EXTRACTED DATA:
- Opening Delimiter -

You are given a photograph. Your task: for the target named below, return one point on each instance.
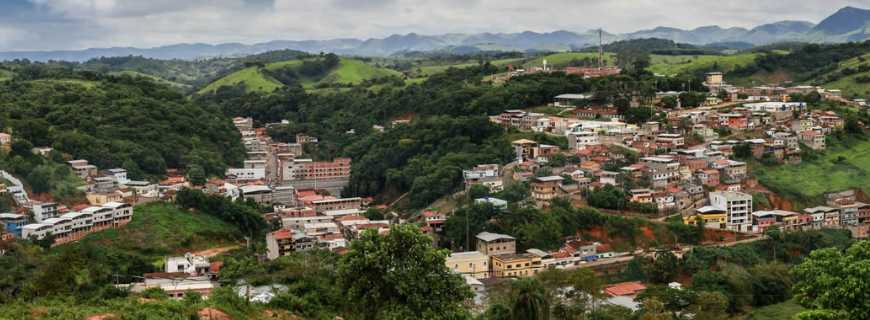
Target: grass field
(785, 310)
(152, 77)
(839, 169)
(252, 77)
(426, 71)
(5, 75)
(349, 71)
(160, 229)
(564, 58)
(848, 84)
(84, 83)
(672, 65)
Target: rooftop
(488, 236)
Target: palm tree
(529, 301)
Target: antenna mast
(600, 49)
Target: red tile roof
(625, 289)
(282, 234)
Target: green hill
(849, 83)
(152, 77)
(5, 75)
(159, 229)
(680, 64)
(564, 59)
(252, 77)
(348, 72)
(839, 168)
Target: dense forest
(804, 62)
(127, 122)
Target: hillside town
(688, 164)
(490, 171)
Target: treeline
(746, 276)
(343, 121)
(547, 229)
(806, 63)
(243, 215)
(126, 122)
(49, 175)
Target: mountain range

- Closing Delimiter -

AIM OF THE EXERCISE:
Only the lines from the one containing "Target: grass field" through the end of the material belong in the answer, each restated word for word.

PROBLEM SOLUTION:
Target: grass field
(785, 310)
(152, 77)
(839, 169)
(252, 77)
(426, 71)
(5, 75)
(349, 71)
(160, 229)
(564, 58)
(848, 84)
(84, 83)
(672, 65)
Target: rooftop
(488, 236)
Target: palm tree
(529, 301)
Target: antenna mast
(600, 49)
Target: red tile roof
(625, 289)
(282, 234)
Target: green hill
(849, 83)
(152, 77)
(5, 75)
(159, 229)
(680, 64)
(564, 59)
(252, 77)
(348, 72)
(839, 168)
Target: dense forest
(804, 62)
(127, 122)
Target: hillside town
(688, 164)
(490, 171)
Target: treeline
(746, 276)
(343, 121)
(547, 229)
(806, 63)
(243, 215)
(126, 122)
(49, 175)
Target: mountain range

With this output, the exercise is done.